| Exercise aim |
Copy down, word for word, the stretch of rows from the line containing "Place one keypoint on each instance of the harvested" through the end of the rows.

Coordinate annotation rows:
..............................

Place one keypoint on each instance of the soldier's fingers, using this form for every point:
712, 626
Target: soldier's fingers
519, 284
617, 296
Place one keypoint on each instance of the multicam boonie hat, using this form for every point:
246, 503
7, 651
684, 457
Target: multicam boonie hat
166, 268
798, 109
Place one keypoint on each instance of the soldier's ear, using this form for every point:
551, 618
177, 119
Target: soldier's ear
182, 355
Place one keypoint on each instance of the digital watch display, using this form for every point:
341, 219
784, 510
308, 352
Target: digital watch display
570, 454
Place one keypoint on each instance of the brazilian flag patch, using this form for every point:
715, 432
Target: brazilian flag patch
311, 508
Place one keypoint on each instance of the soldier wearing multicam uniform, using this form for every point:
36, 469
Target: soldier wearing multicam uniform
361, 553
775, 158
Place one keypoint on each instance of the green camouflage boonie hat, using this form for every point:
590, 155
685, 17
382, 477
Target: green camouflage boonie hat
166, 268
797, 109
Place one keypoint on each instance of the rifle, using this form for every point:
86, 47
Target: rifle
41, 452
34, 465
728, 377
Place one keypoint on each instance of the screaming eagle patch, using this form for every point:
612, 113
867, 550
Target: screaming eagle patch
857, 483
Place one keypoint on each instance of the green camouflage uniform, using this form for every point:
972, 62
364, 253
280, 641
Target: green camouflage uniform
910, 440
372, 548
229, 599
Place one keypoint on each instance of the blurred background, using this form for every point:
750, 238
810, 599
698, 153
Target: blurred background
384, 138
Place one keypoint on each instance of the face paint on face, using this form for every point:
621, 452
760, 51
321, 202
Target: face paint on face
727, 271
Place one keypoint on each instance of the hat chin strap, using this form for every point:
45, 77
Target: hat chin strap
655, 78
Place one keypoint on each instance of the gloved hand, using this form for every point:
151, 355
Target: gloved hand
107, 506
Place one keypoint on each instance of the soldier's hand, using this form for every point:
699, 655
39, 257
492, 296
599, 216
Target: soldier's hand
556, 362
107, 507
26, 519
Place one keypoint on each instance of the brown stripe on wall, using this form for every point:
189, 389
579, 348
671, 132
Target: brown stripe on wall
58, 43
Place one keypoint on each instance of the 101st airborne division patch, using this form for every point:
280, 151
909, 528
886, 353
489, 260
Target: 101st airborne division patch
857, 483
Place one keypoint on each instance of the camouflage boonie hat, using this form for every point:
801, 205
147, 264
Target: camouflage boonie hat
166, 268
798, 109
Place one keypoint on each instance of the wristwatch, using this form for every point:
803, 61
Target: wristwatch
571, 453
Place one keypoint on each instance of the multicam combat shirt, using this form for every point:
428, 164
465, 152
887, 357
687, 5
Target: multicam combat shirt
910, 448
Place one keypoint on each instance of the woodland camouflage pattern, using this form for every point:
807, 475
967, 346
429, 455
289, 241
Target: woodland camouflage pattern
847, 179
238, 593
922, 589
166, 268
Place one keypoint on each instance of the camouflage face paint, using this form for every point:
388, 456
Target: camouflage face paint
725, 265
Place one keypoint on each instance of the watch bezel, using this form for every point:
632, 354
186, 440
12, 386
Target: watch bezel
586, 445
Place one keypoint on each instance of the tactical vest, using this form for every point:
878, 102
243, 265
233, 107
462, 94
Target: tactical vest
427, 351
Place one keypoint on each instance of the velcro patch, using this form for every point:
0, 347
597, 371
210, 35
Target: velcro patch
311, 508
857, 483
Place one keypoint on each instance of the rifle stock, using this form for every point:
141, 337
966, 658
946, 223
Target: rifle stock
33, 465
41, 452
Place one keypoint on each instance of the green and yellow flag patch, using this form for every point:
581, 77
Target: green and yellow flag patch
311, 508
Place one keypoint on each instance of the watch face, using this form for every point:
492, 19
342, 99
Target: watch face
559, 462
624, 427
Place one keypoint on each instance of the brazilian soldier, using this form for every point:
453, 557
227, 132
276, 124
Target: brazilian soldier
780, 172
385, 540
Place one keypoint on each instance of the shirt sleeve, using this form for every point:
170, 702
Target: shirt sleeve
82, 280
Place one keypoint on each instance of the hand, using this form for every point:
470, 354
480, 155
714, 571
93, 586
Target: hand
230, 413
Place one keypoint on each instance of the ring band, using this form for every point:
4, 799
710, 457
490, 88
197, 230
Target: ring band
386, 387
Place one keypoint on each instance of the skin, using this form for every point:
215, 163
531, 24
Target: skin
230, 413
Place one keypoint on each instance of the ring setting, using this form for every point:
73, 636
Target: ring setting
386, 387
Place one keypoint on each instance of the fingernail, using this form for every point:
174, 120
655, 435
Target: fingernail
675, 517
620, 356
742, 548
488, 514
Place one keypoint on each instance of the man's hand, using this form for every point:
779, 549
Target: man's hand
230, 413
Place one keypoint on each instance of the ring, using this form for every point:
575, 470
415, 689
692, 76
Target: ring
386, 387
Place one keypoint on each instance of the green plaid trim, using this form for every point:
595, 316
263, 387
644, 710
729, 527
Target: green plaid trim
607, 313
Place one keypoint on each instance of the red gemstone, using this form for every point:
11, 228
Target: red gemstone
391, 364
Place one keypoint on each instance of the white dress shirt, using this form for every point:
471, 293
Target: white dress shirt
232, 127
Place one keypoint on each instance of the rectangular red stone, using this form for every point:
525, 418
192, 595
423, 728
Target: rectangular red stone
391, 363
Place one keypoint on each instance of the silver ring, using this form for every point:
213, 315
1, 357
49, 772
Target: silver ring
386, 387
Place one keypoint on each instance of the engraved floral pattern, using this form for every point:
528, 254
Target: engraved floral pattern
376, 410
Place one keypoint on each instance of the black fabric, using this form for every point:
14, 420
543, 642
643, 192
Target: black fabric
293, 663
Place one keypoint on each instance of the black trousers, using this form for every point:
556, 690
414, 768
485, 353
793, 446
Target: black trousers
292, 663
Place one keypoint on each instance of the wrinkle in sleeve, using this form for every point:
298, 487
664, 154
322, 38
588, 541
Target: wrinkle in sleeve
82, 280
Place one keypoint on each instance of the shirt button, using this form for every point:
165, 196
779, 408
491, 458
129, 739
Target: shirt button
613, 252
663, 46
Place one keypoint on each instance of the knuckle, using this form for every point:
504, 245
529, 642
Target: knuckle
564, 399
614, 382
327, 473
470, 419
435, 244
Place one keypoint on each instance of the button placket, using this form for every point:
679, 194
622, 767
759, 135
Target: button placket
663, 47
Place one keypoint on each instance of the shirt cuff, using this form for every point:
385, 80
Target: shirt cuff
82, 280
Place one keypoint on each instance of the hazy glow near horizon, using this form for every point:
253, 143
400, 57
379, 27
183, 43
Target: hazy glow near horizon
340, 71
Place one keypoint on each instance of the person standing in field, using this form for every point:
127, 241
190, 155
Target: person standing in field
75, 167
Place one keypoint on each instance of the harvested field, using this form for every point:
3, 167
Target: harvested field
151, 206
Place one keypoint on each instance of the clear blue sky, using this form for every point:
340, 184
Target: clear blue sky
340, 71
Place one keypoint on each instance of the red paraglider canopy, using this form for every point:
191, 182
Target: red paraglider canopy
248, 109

..............................

| Answer in full |
Place one keypoint on each instance of the harvested field, using this form for every point:
3, 167
Target: harvested field
151, 206
Place one keypoint on each instance of the clear blue sky, using this form for every point:
340, 184
Target: clear blue sky
340, 71
Place one keypoint on each instance of the red paraglider canopy, using this form for every point:
191, 182
Target: red paraglider canopy
248, 109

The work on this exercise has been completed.